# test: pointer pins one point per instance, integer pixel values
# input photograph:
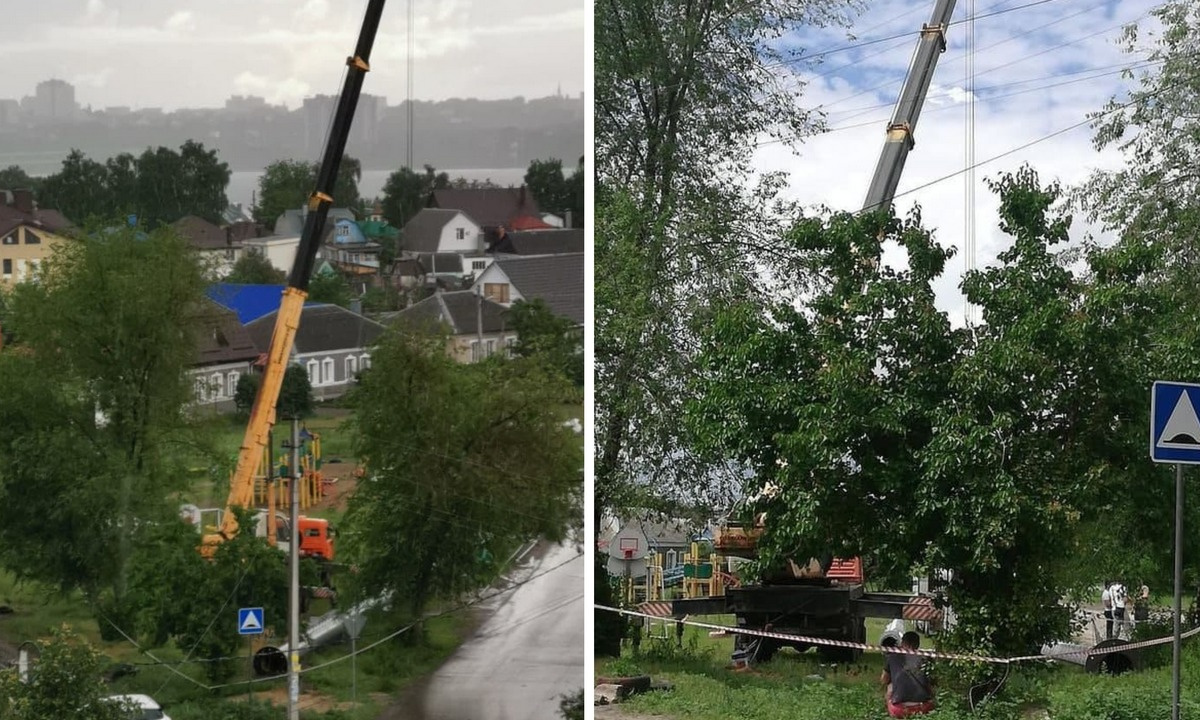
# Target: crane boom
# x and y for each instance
(912, 96)
(262, 415)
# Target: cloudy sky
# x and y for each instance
(196, 53)
(1038, 70)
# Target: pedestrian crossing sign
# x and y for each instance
(250, 621)
(1174, 424)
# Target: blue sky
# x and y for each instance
(1038, 70)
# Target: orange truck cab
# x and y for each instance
(316, 539)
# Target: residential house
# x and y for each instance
(280, 249)
(478, 327)
(216, 245)
(28, 234)
(534, 243)
(331, 343)
(630, 546)
(435, 231)
(492, 208)
(225, 353)
(555, 279)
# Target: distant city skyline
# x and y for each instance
(179, 54)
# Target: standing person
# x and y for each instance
(907, 689)
(1119, 601)
(1107, 601)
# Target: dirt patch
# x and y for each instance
(617, 712)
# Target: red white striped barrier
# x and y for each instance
(935, 654)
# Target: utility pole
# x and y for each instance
(294, 586)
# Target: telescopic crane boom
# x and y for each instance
(912, 96)
(262, 415)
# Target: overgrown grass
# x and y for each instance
(799, 687)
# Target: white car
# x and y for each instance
(145, 708)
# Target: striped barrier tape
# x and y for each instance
(934, 654)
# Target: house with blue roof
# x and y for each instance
(250, 301)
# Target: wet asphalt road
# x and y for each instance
(526, 653)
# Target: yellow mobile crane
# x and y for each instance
(315, 537)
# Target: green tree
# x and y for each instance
(65, 682)
(295, 395)
(287, 184)
(253, 268)
(681, 90)
(173, 184)
(95, 402)
(547, 183)
(77, 190)
(330, 287)
(178, 593)
(478, 462)
(406, 192)
(15, 177)
(543, 334)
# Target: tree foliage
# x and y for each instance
(180, 595)
(65, 682)
(683, 93)
(253, 268)
(555, 191)
(463, 463)
(94, 397)
(1005, 453)
(160, 186)
(287, 184)
(406, 192)
(551, 337)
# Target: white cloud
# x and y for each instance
(93, 79)
(181, 22)
(289, 91)
(313, 11)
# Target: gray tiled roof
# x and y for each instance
(460, 311)
(323, 328)
(557, 280)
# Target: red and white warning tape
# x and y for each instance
(935, 654)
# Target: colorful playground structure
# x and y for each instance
(271, 491)
(697, 576)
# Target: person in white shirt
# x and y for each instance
(1107, 601)
(1119, 601)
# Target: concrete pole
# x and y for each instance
(294, 588)
(1179, 591)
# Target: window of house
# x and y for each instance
(497, 292)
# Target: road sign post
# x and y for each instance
(1175, 438)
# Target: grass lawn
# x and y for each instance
(802, 687)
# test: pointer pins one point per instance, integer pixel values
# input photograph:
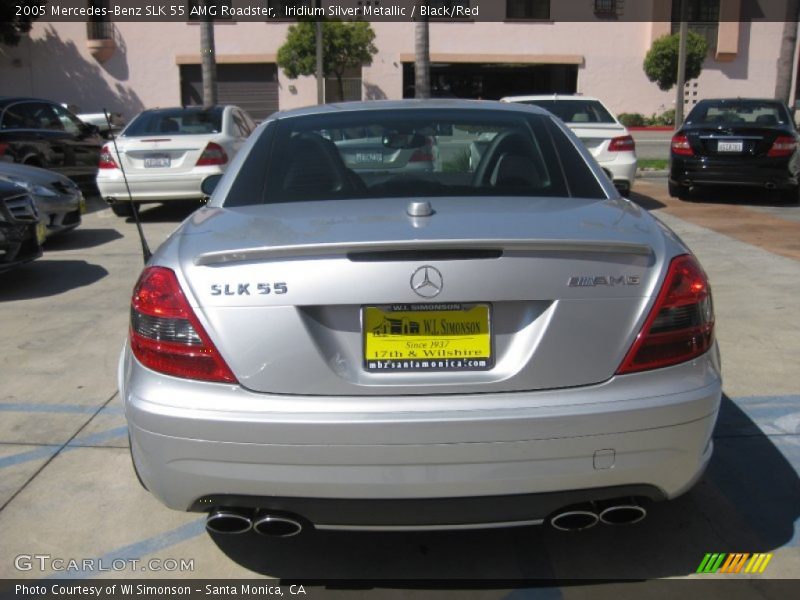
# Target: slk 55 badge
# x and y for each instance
(248, 289)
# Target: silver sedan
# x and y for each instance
(493, 343)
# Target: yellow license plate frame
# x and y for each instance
(427, 337)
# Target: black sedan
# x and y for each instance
(737, 142)
(21, 231)
(41, 133)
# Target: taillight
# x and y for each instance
(680, 145)
(624, 143)
(782, 146)
(681, 324)
(424, 154)
(106, 159)
(214, 154)
(165, 333)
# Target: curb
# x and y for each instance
(651, 173)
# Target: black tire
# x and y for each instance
(678, 191)
(122, 209)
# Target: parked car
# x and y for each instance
(58, 199)
(325, 347)
(167, 152)
(21, 231)
(607, 139)
(41, 133)
(737, 142)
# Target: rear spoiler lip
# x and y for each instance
(343, 248)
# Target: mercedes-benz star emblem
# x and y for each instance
(427, 282)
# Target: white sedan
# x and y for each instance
(166, 153)
(608, 140)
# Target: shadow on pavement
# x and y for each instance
(44, 278)
(746, 502)
(646, 202)
(744, 196)
(81, 238)
(174, 211)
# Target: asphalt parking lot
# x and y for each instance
(67, 489)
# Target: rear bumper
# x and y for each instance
(754, 173)
(154, 188)
(584, 441)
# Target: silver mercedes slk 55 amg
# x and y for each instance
(497, 339)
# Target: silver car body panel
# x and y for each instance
(307, 420)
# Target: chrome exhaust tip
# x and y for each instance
(623, 514)
(275, 526)
(575, 520)
(228, 522)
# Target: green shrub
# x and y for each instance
(631, 119)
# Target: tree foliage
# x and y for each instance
(12, 27)
(661, 61)
(345, 45)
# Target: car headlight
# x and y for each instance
(34, 188)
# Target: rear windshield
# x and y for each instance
(575, 111)
(179, 121)
(732, 112)
(411, 153)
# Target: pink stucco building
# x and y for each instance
(516, 47)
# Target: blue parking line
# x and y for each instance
(140, 549)
(57, 408)
(16, 459)
(48, 451)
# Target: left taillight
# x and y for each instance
(106, 159)
(623, 143)
(165, 334)
(214, 154)
(680, 325)
(782, 146)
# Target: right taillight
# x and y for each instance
(680, 325)
(106, 159)
(680, 145)
(165, 333)
(782, 146)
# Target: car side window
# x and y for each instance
(70, 122)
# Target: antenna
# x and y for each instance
(146, 254)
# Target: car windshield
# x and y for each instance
(575, 111)
(736, 112)
(412, 153)
(179, 121)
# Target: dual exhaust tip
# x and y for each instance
(584, 517)
(227, 521)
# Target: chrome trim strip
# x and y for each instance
(341, 248)
(452, 527)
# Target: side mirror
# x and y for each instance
(210, 184)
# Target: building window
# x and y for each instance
(605, 8)
(528, 9)
(99, 27)
(197, 9)
(351, 86)
(703, 18)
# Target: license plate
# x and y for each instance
(737, 146)
(427, 337)
(41, 232)
(364, 157)
(156, 162)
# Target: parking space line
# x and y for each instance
(140, 549)
(56, 408)
(50, 459)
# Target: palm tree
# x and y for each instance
(783, 82)
(208, 56)
(422, 58)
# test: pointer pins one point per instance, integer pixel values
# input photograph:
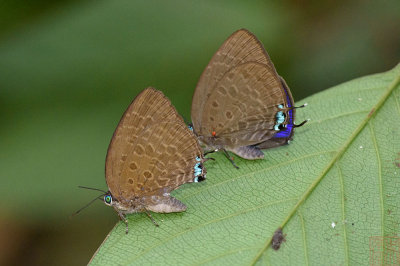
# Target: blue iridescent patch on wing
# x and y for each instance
(198, 170)
(287, 131)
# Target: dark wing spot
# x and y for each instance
(133, 166)
(147, 174)
(139, 149)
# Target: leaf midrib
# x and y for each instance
(335, 159)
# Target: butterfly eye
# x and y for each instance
(199, 178)
(108, 200)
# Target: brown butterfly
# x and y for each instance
(152, 152)
(241, 104)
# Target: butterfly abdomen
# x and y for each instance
(248, 152)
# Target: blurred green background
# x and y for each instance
(68, 70)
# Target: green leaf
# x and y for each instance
(334, 190)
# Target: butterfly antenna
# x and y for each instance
(301, 106)
(302, 123)
(90, 188)
(87, 205)
(209, 152)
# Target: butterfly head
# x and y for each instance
(199, 170)
(108, 199)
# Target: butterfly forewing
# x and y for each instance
(147, 119)
(242, 46)
(161, 159)
(242, 106)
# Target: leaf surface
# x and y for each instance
(333, 191)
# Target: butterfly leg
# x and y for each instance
(151, 218)
(248, 152)
(165, 204)
(230, 158)
(123, 218)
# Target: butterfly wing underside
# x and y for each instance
(242, 46)
(242, 107)
(152, 151)
(238, 94)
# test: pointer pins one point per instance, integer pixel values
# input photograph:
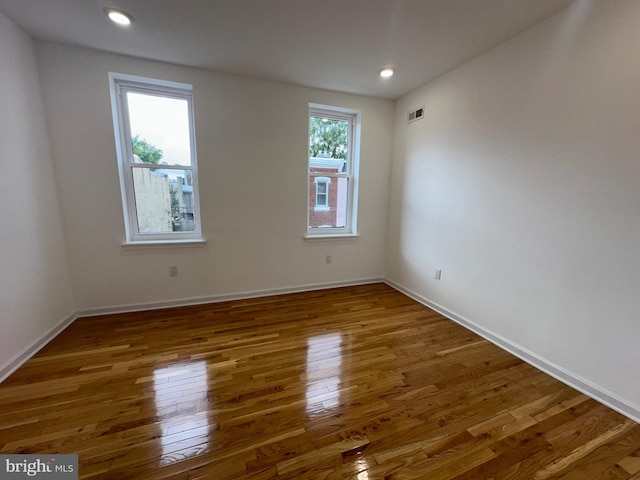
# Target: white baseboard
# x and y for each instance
(21, 358)
(602, 395)
(136, 307)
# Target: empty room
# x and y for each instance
(347, 239)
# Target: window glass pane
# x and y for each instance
(159, 129)
(164, 200)
(328, 209)
(328, 139)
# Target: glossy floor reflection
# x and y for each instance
(178, 391)
(324, 370)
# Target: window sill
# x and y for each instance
(164, 244)
(310, 237)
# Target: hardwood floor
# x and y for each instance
(359, 382)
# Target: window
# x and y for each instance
(333, 162)
(155, 143)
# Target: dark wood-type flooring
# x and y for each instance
(358, 382)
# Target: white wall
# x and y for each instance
(252, 157)
(522, 184)
(35, 286)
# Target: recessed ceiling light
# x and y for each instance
(118, 16)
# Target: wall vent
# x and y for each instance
(416, 114)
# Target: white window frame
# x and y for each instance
(351, 174)
(119, 85)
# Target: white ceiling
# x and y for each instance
(331, 44)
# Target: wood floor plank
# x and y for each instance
(349, 383)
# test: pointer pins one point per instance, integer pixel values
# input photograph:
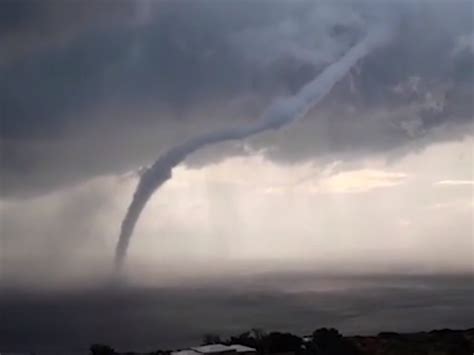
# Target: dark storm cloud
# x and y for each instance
(103, 89)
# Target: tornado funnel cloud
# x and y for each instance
(280, 113)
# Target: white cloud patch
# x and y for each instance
(454, 183)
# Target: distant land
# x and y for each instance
(324, 341)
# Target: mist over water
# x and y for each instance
(167, 317)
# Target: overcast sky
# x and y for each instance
(379, 176)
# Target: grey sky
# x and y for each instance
(381, 170)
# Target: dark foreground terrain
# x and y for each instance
(330, 342)
(64, 322)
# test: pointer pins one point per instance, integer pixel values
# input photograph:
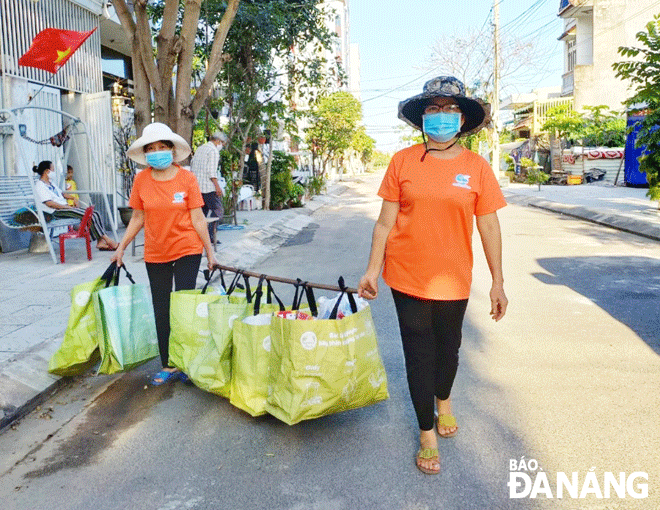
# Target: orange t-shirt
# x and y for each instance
(168, 230)
(429, 250)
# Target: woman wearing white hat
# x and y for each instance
(431, 194)
(167, 202)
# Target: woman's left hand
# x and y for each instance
(498, 302)
(212, 261)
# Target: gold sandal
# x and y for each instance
(446, 420)
(427, 454)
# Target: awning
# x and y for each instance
(512, 145)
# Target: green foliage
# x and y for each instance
(527, 163)
(381, 159)
(535, 173)
(471, 142)
(603, 128)
(334, 121)
(510, 163)
(363, 144)
(263, 32)
(316, 185)
(565, 122)
(297, 194)
(282, 188)
(644, 77)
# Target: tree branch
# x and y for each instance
(217, 58)
(125, 18)
(187, 47)
(145, 46)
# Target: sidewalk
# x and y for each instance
(619, 207)
(36, 295)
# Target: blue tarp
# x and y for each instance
(632, 175)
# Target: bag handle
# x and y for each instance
(222, 280)
(248, 293)
(128, 275)
(116, 271)
(270, 294)
(297, 296)
(305, 291)
(234, 282)
(208, 277)
(351, 299)
(311, 300)
(258, 293)
(109, 273)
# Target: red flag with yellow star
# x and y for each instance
(52, 47)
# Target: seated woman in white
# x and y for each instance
(55, 203)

##############################

__WHAT IS REQUIRED__:
Reproduce the lines from the one containing "# Target: sidewalk" through the end of the items, inclusive, with "blue tarp" replaced by "blue tarpaulin" and everything else unchanged.

__THE REPLY__:
# Target: sidewalk
# x and y for each instance
(619, 207)
(36, 295)
# Target: blue tarpaulin
# x and y for each instance
(632, 175)
# Target: bag handle
# x and y for each instance
(222, 280)
(248, 293)
(128, 275)
(116, 271)
(270, 294)
(297, 296)
(305, 291)
(234, 282)
(208, 277)
(351, 299)
(311, 300)
(258, 293)
(109, 273)
# Target: red flag with yellow star
# x and y for each instance
(52, 47)
# Target: seated woman in white
# x and y for each instance
(55, 203)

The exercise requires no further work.